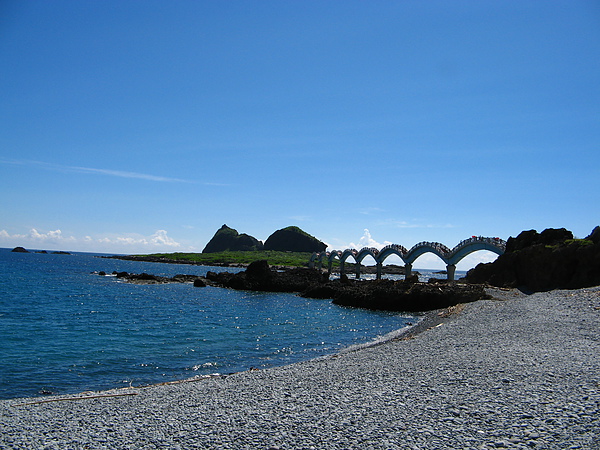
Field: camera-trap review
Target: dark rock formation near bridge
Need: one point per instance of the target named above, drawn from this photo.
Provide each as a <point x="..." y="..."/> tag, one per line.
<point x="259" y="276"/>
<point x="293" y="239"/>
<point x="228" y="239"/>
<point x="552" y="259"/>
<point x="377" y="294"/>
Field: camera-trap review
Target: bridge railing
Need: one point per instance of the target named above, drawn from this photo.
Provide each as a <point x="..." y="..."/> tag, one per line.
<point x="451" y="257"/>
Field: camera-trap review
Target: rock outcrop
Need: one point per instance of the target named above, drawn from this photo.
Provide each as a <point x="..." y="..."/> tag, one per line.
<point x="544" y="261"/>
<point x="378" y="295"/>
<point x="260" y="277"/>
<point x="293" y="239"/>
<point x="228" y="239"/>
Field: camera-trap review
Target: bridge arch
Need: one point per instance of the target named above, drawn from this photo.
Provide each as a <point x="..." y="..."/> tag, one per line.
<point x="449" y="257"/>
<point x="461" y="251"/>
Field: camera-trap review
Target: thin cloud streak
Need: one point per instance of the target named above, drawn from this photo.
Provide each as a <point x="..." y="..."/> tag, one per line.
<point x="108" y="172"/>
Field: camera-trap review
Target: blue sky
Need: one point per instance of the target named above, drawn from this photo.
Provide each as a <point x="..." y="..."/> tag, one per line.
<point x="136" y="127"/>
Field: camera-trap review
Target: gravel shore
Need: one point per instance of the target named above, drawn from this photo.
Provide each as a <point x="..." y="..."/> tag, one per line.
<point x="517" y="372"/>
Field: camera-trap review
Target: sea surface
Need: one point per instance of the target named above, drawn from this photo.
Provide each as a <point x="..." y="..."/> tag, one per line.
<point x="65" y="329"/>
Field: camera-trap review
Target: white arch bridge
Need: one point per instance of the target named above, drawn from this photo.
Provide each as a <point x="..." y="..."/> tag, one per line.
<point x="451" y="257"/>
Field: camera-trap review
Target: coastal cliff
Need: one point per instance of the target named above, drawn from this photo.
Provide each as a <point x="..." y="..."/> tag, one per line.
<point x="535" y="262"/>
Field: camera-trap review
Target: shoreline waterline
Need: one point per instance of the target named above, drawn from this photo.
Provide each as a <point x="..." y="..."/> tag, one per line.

- Exercise requirements
Gather every line of the data above that contains the word "arch", and copy each of those lines out in full.

- Result
Target: bridge arch
Target: white arch bridge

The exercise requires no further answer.